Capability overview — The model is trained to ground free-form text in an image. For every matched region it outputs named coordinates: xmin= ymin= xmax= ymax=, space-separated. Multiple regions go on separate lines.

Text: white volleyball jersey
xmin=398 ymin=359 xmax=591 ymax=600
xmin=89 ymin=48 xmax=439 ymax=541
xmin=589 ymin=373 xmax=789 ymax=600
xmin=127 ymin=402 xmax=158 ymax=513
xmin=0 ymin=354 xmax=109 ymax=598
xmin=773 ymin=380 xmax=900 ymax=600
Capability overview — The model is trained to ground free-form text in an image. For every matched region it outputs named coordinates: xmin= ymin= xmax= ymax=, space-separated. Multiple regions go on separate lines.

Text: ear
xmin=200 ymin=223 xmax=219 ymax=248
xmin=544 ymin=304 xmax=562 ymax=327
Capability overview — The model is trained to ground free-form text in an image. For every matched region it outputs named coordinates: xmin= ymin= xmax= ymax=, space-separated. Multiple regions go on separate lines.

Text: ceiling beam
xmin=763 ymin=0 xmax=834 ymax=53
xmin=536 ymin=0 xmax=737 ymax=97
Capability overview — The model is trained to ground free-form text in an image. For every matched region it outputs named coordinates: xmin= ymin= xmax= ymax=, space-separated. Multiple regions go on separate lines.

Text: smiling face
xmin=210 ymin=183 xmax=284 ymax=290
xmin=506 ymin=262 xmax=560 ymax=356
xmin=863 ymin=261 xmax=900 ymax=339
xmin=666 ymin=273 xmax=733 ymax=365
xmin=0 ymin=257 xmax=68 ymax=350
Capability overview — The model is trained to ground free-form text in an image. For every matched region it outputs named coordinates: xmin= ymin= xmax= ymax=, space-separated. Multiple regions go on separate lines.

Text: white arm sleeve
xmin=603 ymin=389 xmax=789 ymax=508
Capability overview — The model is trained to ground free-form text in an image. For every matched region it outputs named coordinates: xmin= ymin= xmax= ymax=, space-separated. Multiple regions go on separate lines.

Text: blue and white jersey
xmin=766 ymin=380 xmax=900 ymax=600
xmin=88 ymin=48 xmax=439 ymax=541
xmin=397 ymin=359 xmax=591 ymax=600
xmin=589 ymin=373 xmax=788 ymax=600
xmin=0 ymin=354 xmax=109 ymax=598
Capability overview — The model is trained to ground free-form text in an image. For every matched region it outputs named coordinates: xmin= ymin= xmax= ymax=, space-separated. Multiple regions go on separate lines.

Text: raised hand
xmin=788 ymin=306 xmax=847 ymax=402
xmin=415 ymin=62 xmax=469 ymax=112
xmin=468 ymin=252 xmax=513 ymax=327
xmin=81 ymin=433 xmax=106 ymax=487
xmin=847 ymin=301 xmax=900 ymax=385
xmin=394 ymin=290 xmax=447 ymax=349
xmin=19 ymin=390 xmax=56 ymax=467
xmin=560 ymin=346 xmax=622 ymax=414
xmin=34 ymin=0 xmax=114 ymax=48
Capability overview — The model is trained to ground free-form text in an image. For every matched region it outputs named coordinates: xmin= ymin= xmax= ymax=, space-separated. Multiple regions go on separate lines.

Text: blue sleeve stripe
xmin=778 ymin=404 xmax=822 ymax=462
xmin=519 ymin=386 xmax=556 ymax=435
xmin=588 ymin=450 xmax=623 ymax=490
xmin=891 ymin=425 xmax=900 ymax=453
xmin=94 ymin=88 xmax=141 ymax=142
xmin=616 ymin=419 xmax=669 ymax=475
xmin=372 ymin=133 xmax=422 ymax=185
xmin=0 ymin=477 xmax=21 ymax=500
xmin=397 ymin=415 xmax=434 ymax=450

-=-=-

TASK BRIEF:
Write out the data from its first line through the line that contains "xmin=89 ymin=48 xmax=439 ymax=541", both included, as a JSON list of strings with one string per line and blank lines skipped.

EXERCISE RESPONSE:
[
  "Capability overview — The model is trained to ground free-form text in an image. For every matched region it outputs named coordinates: xmin= ymin= xmax= ymax=, space-separated. Multiple regions go on separate lines.",
  "Text: white volleyball jersey",
  "xmin=398 ymin=359 xmax=591 ymax=600",
  "xmin=89 ymin=48 xmax=439 ymax=541"
]